Below are some records; quote exactly the lines from the one that contains "Target: utility pole" through the one that contains "as [[1289, 293]].", inclusive, and no others.

####################

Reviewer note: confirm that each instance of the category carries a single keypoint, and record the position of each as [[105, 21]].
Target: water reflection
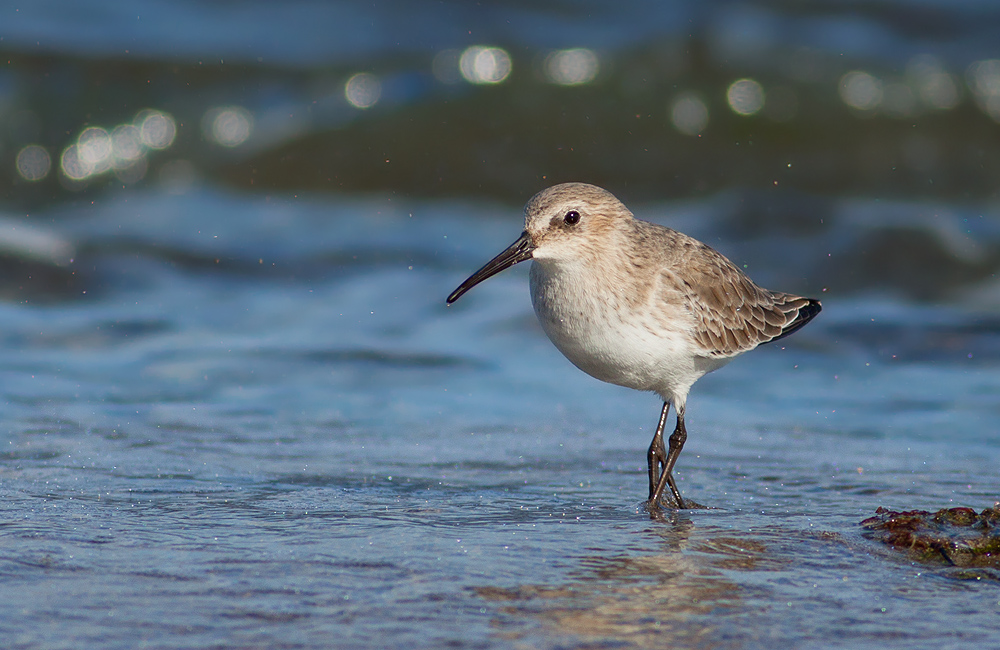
[[33, 162], [229, 126], [745, 97], [485, 65], [668, 597], [96, 151], [689, 113], [363, 90], [861, 90], [571, 67], [983, 78]]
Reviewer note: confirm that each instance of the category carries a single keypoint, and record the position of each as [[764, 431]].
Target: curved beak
[[516, 252]]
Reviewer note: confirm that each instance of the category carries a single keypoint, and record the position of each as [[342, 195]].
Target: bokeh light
[[126, 144], [157, 129], [899, 101], [983, 79], [689, 113], [484, 65], [937, 89], [33, 162], [363, 90], [571, 67], [97, 150], [229, 126], [94, 149], [861, 90], [745, 96]]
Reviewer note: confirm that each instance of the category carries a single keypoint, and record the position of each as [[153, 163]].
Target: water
[[242, 415]]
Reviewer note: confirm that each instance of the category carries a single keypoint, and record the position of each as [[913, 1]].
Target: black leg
[[657, 455], [677, 439]]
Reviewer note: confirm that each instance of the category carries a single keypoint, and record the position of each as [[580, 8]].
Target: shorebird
[[640, 305]]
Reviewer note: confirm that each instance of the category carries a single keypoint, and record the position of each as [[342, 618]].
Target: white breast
[[646, 346]]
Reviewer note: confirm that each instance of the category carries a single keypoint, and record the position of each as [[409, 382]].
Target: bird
[[640, 305]]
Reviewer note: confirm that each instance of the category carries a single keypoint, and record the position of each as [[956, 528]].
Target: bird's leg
[[657, 455], [677, 439]]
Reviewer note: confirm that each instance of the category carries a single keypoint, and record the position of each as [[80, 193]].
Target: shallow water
[[313, 451], [237, 412]]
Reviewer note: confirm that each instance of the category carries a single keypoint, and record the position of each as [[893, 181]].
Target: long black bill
[[516, 252]]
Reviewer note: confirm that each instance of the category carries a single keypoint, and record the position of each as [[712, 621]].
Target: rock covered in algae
[[957, 536]]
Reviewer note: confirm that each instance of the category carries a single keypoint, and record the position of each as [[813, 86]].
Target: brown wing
[[731, 313]]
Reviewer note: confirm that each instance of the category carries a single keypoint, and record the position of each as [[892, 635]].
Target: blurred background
[[796, 120], [235, 405]]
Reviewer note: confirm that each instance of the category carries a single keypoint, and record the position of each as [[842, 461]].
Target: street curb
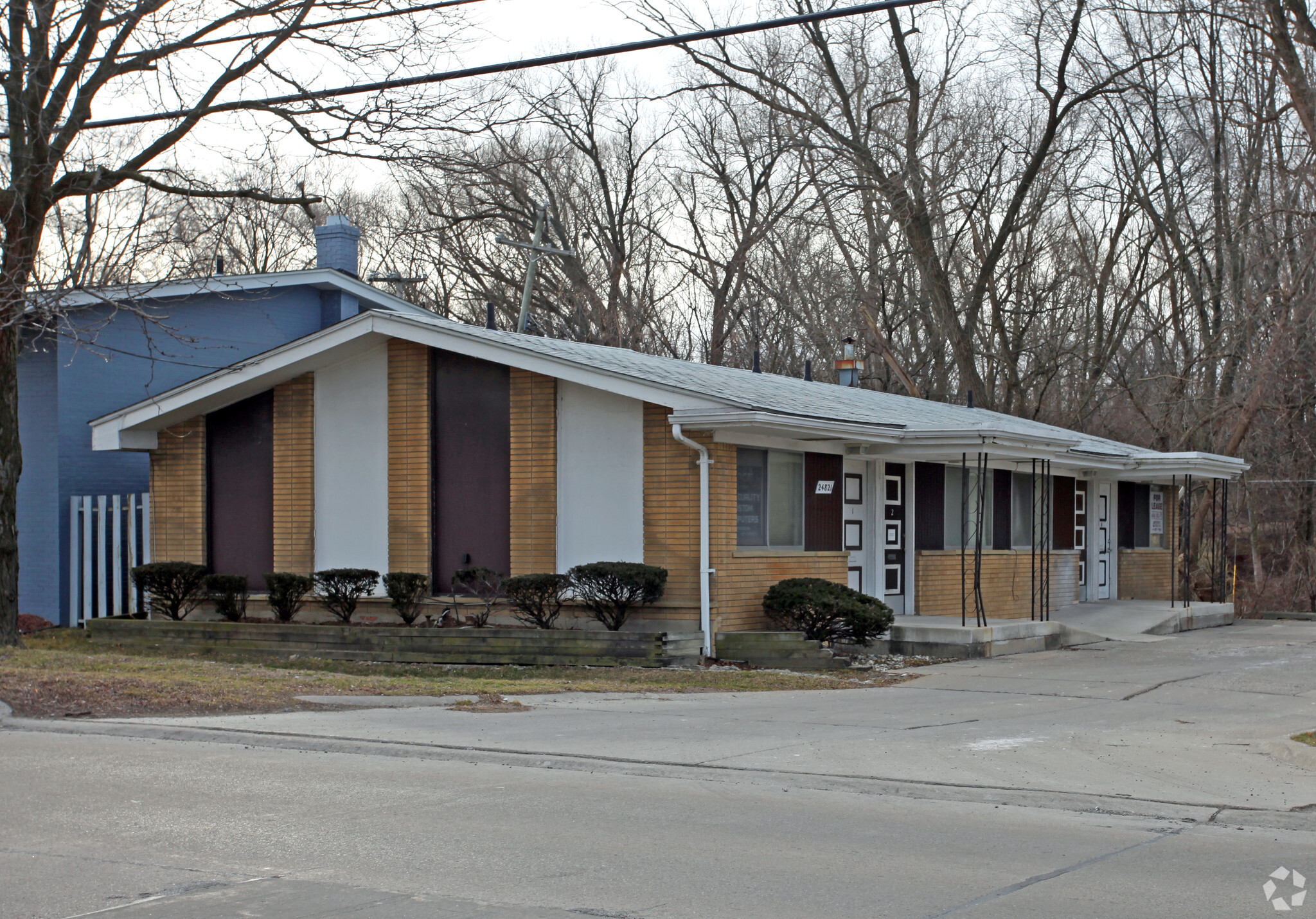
[[1187, 812], [1292, 752]]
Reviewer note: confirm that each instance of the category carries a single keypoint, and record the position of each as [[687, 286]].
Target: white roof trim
[[242, 283], [133, 428]]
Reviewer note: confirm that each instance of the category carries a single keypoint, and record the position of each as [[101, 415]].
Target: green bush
[[287, 593], [174, 587], [537, 598], [485, 584], [609, 590], [340, 589], [229, 593], [407, 591], [827, 611]]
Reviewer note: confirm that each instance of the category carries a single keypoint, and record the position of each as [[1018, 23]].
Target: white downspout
[[706, 620]]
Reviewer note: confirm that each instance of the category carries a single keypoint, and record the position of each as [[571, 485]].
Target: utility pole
[[537, 252]]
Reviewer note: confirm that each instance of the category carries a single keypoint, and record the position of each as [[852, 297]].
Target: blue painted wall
[[129, 359], [39, 488]]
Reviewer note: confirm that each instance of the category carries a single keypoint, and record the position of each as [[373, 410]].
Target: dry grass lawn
[[62, 674]]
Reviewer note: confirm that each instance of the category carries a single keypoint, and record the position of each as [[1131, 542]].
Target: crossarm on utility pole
[[537, 252]]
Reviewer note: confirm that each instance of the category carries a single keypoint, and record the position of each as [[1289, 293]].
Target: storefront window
[[954, 501], [769, 499]]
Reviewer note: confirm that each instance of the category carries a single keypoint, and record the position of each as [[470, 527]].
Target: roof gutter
[[706, 620]]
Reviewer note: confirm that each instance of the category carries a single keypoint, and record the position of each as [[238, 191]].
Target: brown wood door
[[240, 489], [823, 502]]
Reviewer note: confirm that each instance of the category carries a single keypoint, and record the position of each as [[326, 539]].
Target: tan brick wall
[[178, 494], [1006, 581], [409, 490], [295, 476], [535, 473], [1144, 575], [671, 535], [744, 578]]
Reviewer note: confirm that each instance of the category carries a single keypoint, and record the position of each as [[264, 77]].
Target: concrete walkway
[[1141, 620], [1077, 625], [1108, 781]]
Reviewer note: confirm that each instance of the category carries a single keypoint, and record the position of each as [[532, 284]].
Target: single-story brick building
[[411, 443]]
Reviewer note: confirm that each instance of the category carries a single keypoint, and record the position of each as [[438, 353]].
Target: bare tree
[[66, 61]]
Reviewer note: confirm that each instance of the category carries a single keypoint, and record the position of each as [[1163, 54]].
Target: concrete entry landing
[[1077, 625]]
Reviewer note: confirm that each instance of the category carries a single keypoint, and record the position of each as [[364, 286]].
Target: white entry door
[[1103, 542]]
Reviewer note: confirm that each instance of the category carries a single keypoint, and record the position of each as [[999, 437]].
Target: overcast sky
[[503, 31]]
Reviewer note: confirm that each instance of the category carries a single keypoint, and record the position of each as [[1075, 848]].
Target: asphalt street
[[1116, 780]]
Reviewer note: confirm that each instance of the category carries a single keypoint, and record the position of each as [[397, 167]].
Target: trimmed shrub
[[609, 590], [483, 584], [827, 611], [340, 589], [174, 589], [287, 593], [407, 591], [229, 593], [537, 598]]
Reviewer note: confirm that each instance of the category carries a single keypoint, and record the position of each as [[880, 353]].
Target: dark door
[[240, 489], [823, 507], [473, 465]]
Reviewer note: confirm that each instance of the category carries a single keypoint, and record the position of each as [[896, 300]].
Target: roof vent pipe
[[337, 245], [848, 369]]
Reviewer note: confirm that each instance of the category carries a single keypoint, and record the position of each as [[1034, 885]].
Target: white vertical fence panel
[[102, 568], [132, 553], [103, 552], [147, 528], [89, 601], [116, 562], [74, 565]]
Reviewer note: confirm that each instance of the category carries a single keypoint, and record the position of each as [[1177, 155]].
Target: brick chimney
[[337, 245]]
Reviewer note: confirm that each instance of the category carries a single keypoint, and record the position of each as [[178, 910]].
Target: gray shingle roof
[[787, 395]]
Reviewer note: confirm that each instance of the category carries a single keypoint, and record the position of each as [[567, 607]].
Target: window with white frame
[[769, 498], [956, 501]]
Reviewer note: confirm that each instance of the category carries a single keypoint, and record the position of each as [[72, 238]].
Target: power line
[[326, 24], [485, 70]]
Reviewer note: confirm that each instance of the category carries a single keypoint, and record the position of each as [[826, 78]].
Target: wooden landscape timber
[[407, 645]]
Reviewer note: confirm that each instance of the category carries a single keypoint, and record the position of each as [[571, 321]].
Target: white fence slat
[[99, 568], [132, 553], [86, 553], [74, 557], [102, 581], [147, 528], [116, 564]]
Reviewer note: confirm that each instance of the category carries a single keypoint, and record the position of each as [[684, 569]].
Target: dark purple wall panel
[[473, 465], [240, 489]]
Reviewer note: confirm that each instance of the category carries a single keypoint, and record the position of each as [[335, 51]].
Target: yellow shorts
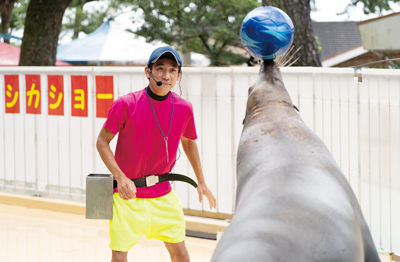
[[160, 218]]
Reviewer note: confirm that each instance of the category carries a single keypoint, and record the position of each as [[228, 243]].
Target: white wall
[[360, 124]]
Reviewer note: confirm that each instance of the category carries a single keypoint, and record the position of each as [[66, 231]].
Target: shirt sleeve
[[189, 130], [117, 116]]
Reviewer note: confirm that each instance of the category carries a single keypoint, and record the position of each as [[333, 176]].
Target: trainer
[[150, 124]]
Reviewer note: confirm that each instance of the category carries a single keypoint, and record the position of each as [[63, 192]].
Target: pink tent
[[9, 56]]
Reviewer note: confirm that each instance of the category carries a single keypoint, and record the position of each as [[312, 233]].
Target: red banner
[[11, 83], [33, 91], [79, 96], [104, 95], [55, 96]]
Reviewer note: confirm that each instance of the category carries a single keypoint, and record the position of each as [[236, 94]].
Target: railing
[[50, 152]]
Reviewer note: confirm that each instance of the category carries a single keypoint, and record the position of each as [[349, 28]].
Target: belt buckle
[[151, 180]]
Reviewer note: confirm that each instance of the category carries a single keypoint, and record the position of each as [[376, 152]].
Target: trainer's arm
[[192, 153], [126, 188]]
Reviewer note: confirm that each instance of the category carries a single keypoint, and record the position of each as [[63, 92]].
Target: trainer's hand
[[202, 189], [126, 188]]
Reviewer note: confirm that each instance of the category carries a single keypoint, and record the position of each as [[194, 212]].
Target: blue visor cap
[[164, 51]]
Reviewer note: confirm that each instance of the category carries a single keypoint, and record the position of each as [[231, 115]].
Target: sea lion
[[293, 202]]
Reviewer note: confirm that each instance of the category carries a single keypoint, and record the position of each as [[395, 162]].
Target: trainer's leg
[[119, 256], [178, 251]]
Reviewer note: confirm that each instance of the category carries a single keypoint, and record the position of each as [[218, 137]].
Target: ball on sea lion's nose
[[267, 32]]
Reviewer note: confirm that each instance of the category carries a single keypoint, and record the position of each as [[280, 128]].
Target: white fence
[[48, 151]]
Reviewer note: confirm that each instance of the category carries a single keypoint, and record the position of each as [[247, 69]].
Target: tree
[[209, 27], [304, 41], [373, 6], [6, 7], [42, 28]]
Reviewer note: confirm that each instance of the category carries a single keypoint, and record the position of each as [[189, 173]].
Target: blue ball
[[267, 32]]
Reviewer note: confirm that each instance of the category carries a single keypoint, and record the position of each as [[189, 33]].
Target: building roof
[[336, 37]]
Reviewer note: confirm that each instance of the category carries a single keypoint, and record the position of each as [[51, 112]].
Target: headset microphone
[[159, 83]]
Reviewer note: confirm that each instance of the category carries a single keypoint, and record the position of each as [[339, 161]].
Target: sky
[[327, 11]]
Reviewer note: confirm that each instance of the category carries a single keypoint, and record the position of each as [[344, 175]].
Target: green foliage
[[374, 6], [205, 26], [18, 16]]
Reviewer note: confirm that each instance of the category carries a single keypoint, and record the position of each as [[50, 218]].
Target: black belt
[[149, 181]]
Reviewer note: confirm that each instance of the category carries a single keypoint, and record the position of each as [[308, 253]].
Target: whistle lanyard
[[170, 123]]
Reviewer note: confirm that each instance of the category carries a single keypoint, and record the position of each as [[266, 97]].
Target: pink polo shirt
[[141, 149]]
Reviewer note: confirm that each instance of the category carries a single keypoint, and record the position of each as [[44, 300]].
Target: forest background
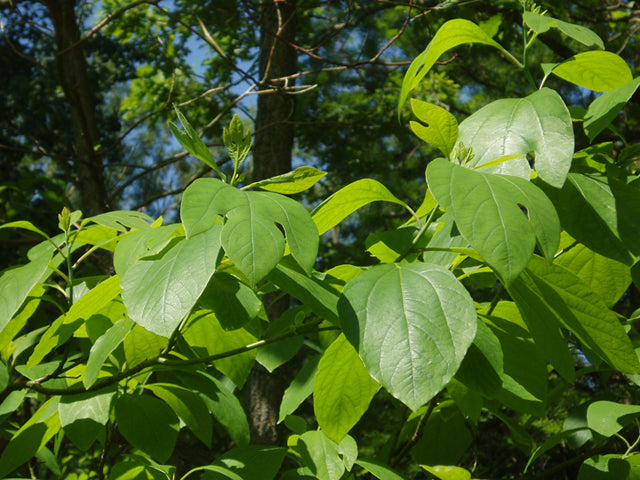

####################

_Solved problem:_
Target: utility pole
[[537, 252]]
Reviewer note: confirm that each instance of the category carries a single keypoint, and record the position of each as [[852, 297]].
Target: blue painted wall
[[129, 359], [39, 488]]
Reviewer note: confirm that each instance of the category carries a single keypoint, and record the position of each as [[373, 410]].
Target: dry grass lawn
[[62, 674]]
Reviewer note: confirm that each instance of the category carries a single keypoint, and record the position of each as [[1131, 542]].
Target: crossarm on utility pole
[[537, 252]]
Reviewer note: confirm that each instance of the category carries a single keypoint, and record the position of each as [[1289, 293]].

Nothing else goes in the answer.